Using the information:
a. Please reproduce the passage on statins word for word, starting at "Science Projects And" and ending at "levels of cholesterol.".
b. Decide whether each statement below agrees with the passage on statins. Answer yes or no for each, and quote the deciding words of the passage. (i) Akira Endo isolated the first inhibitor of the HMG-CoA reductase enzyme by 1976. (ii) Clinical trials with Compactin carried on without interruption through the 1980s. (iii) The FDA approved Simvastatin in July 1982.

Reading passage:
==============================
Science Projects And Inventions

Statins

"... maybe people should be able to have their statin...with their drinking water."
Dr. John Reckless, consultant endocrinologist
With the knowledge that high cholesterol (blood fat) increases a person's risk of suffering a heart attack (or stroke), the quest was on to discover drugs that could be used to lower cholesterol. In 1959 scientists working at the Max Planck Institute in Heidelberg, Germany, identified the HMG-CoA reductase enzyme as a major contributor to production of internal cholesterol. The  discovery  inspired  scientists worldwide to start searching for drugs to inhibit the enzyme and thereby reduce levels of cholesterol.
By 1976 Japanese researcher Akira Endo, from Sankyo, isolated the first inhibitor (Compactin, ML- 236B) of HMG-CoA reductase enzyme from the fungus Penicillium citrinium. Endo had chosen to begin his search in molds and fungi for the sole reason that this was his own particular area of expertise. In 1979 Carl Hoffman and colleagues working for Merck & Co. in the United States isolated MK-733 (later to be named Simvastatin) from a strain of the fungus Aspergillus terreus. But in 1980 clinical trials with Compactin were discontinued after rumors it caused cancers in dogs, and further setbacks to the drug followed.
In July 1982 the Federal Drug Administration (FDA) allowed Merck special permission to give Simvastatin to patients with severely high cholesterol. Simvastatin produced dramatic results with very few side effects and was approved by the FDA in September 1987.
==============================
Dataset excerpt:
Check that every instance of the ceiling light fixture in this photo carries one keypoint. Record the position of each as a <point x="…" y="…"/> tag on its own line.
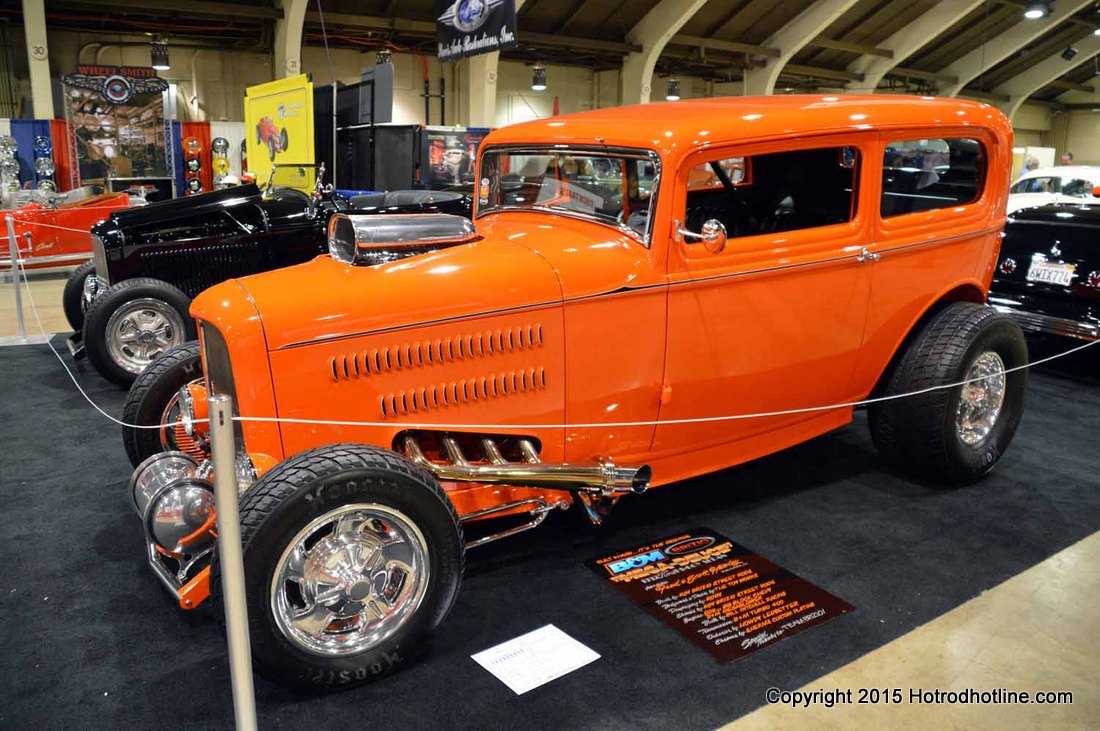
<point x="538" y="78"/>
<point x="158" y="53"/>
<point x="1037" y="9"/>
==============================
Your responses:
a.
Science Projects And Inventions

Statins

"... maybe people should be able to have their statin...with their drinking water."
Dr. John Reckless, consultant endocrinologist
With the knowledge that high cholesterol (blood fat) increases a person's risk of suffering a heart attack (or stroke), the quest was on to discover drugs that could be used to lower cholesterol. In 1959 scientists working at the Max Planck Institute in Heidelberg, Germany, identified the HMG-CoA reductase enzyme as a major contributor to production of internal cholesterol. The  discovery  inspired  scientists worldwide to start searching for drugs to inhibit the enzyme and thereby reduce levels of cholesterol.

b.
(i) Yes: "By 1976 Japanese researcher Akira Endo, from Sankyo, isolated the first inhibitor"
(ii) No: "in 1980 clinical trials with Compactin were discontinued"
(iii) No: "was approved by the FDA in September 1987"